List of tasks.
- a) In the text on the Nervures Kenya paraglider, who designed the glider?
- b) Carry the Nervures Kenya paraglider text on from its final sentence.

The Nervures Kenya is a French single-place paraglider that was designed by Xavier Demoury and produced by Nervures of Soulom. It is now out of production.

==Design and development==
The Kenya was designed as an intermediate mountain descent glider. The models are each named for their relative size.

A total of 334 were built during its production run starting in 1996.

The Kenya Expé (Expedition) was designed as a lighter weight version of the basic Kenya.

==Variants==
- Kenya S and Kenya Expé S
Small-sized model for lighter pilots. Its 9.4 m span wing has a wing area of 22 m2, 34 cells and the aspect ratio is 4:1. The pilot weight range is 55 to 70 kg. Glide ratio is 6.7:1. The glider model is AFNOR Standard certified.
- Kenya M and Kenya Expé M
Mid-sized model for medium-weight pilots. Its 10.6 m span wing has a wing area of 26 m2, 38 cells and the aspect ratio is 4.4:1. The pilot weight range is 70 to 90 kg. Glide ratio is 6.9:1. The glider model is AFNOR Standard certified.

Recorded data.
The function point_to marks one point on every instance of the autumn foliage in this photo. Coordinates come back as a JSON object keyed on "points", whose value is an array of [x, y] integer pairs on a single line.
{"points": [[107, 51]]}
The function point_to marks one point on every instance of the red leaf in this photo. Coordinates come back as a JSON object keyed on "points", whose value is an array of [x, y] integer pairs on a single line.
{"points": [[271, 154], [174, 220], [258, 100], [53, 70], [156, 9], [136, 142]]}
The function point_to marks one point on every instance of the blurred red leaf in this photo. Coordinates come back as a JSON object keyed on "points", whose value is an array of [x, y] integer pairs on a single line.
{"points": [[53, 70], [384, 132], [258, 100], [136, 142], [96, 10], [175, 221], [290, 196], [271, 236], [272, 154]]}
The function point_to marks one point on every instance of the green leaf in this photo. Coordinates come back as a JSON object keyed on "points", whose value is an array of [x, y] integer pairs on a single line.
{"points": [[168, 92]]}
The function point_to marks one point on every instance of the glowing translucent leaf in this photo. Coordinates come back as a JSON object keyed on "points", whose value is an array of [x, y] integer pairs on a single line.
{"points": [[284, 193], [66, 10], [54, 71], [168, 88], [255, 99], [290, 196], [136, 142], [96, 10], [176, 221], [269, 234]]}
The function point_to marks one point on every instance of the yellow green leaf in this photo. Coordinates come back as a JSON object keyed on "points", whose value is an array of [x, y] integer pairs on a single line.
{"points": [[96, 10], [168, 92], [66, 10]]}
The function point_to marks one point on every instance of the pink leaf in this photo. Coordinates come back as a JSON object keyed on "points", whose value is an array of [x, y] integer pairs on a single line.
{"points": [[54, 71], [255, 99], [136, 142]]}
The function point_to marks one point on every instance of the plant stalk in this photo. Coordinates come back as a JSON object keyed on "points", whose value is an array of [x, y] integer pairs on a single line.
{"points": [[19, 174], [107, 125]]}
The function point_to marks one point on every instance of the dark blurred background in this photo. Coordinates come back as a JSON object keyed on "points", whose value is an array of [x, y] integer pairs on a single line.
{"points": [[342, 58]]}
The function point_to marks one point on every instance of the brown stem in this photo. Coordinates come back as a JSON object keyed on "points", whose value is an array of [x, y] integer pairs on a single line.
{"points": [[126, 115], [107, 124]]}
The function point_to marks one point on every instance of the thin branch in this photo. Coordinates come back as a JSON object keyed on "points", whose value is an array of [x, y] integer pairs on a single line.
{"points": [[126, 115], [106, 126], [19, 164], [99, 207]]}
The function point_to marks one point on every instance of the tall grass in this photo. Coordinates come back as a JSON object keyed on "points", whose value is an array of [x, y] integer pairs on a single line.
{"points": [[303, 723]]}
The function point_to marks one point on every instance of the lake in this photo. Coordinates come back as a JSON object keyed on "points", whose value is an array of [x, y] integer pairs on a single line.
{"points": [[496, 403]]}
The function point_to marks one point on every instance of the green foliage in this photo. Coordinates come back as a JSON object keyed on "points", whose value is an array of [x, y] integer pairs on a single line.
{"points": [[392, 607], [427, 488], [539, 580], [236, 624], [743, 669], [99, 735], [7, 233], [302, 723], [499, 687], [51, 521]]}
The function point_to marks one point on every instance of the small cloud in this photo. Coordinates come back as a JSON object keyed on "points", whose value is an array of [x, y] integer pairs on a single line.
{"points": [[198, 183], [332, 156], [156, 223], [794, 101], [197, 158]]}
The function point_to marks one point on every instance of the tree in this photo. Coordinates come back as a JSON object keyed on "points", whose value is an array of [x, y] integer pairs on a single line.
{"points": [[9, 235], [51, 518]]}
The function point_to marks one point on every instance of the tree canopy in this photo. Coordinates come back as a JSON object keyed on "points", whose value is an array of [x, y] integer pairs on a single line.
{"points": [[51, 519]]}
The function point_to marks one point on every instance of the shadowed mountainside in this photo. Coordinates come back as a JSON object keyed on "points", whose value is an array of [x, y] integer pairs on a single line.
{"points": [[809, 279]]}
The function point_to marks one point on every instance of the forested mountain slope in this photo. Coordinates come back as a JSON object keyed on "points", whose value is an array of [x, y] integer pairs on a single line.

Responses to the tasks.
- a) Xavier Demoury.

- b)
- Kenya L and Kenya Expé L
Large-sized model for heavier pilots. Its 11.4 m span wing has a wing area of 30 m2, 38 cells and the aspect ratio is 4.4:1. The pilot weight range is 90 to 110 kg. Glide ratio is 6.9:1.
- Kenya XL and Kenya Expé XL
Extra large-sized model for much heavier pilots. Its 12.6 m span wing has a wing area of 34 m2, 42 cells and the aspect ratio is 4.7:1. The pilot weight range is 105 to 140 kg. Glide ratio is 7.0:1. The glider model is AFNOR Standard certified.